* _Passage_
After the debacle of the government shutdown, it's no surprise GOP lawmakers are pouncing on the botched rollout of the Affordable Health Care Act. Who knew IT troubles could provide such a big political advantage? Republicans have seized this opportunity to distract from their failed negotiations over budget and healthcare issues. And by plowing forward with their recriminations, they have highlighted a significant truth: there is more than one way to skin a cat and there is more than one way kill the government.
Republican strategist Grover Norquist is famous for saying: "My goal is to cut the government in half in twenty-five years, to get it down to a size where we can drown it in a bathtub." Now the Tea Party crowd is doing its best to squeeze what's left down the drain.
They have tried to cut taxes and gut budgets so the government can't operate properly. They have tried to handcuff agencies so they can't do their jobs. And as if that wasn't extreme enough, they went so far as to shut the whole thing down. But perhaps the most destructive thing they have done is to make Washington appear so dysfunctional that more people lose faith with the whole enterprise.

* _Request 1_
From the final paragraph of the opinion piece on Republicans and the government, list each thing Republicans are said to have done or tried to do against the government.
* _Request 2_
In the opinion piece on Republicans and the government, what does Grover Norquist say his goal is?
* _Request 3_
Proceed with the opinion piece on Republicans and the government, starting after its last sentence.
The listing comes from a separate source, unrelated to the opinion piece on Republicans and the government.

* _Information provided_
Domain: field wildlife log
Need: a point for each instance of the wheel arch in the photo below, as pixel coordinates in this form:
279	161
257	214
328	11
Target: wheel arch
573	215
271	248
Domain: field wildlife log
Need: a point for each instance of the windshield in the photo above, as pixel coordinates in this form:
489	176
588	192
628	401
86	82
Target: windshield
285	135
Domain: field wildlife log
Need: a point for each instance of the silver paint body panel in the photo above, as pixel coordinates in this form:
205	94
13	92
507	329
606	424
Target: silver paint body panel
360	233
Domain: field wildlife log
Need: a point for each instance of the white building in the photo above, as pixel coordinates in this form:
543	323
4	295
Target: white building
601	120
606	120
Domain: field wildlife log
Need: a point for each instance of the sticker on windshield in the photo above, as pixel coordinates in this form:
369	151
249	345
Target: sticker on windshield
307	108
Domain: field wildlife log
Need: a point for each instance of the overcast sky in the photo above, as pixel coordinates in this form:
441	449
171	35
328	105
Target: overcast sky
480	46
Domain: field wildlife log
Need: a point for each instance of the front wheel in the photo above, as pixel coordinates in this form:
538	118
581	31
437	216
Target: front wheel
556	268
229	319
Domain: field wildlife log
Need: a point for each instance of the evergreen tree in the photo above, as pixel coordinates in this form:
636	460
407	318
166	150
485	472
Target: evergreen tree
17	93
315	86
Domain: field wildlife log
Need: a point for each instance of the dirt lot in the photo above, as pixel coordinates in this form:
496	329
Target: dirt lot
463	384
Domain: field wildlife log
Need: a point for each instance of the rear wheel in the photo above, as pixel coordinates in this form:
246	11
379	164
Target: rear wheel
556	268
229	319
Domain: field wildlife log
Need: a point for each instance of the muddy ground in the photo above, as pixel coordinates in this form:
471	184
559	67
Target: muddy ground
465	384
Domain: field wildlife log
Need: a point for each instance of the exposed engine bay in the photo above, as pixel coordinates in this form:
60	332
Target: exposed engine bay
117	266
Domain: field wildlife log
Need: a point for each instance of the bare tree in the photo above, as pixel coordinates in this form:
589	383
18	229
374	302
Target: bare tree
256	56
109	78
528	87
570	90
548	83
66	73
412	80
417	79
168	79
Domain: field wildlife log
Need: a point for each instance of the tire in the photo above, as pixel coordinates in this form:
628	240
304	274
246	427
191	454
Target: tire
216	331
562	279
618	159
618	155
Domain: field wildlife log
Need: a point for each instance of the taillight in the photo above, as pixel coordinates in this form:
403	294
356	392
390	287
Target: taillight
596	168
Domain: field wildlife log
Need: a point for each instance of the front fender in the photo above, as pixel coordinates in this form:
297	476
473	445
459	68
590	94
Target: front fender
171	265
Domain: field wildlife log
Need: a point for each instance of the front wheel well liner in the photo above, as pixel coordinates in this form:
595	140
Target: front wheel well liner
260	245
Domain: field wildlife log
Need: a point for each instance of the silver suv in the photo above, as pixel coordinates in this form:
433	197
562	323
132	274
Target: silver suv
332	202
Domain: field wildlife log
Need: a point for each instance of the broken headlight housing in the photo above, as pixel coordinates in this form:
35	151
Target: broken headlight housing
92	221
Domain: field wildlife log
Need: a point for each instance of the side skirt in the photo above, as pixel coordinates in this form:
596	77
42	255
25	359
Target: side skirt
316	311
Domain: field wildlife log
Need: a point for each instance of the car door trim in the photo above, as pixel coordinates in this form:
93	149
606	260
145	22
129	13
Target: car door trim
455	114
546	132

* _Right answer 1_
- Cut taxes
- Gut budgets
- Handcuff agencies so they can't do their jobs
- Shut the whole government down
- Make Washington appear so dysfunctional that more people lose faith in the whole enterprise

* _Right answer 2_
To cut the government in half in twenty-five years and get it down to a size where it can be drowned in a bathtub.

* _Right answer 3_
Yet poll after poll show that voters hate gridlock, but value what government provides--especially public health and environmental safeguards. In other words, there is a baby in that bathtub that is most definitely worth saving.
According to a survey conducted for NRDC by Public Policy Polling, for instance, almost two-thirds of voters opposed the near closure of the Environmental Protection Agency during the government shutdown. Why? Because ordinary citizens can't force coal-fired power plants and heavy manufacturers to clean up their act. They count on the EPA to do the job--to stand between them and dangerous pollution and to make sure the air is clean enough to breathe and the water is safe enough to drink.
People don't appreciate Tea Party types messing with these protections. While most Americans opposed the shutdown, even more didn't like the fact that it furloughed EPA inspectors. This was true nationally among Latinos, in key states, in districts represented by once-moderate House Republicans, and even in House Speaker John Boehner's home district.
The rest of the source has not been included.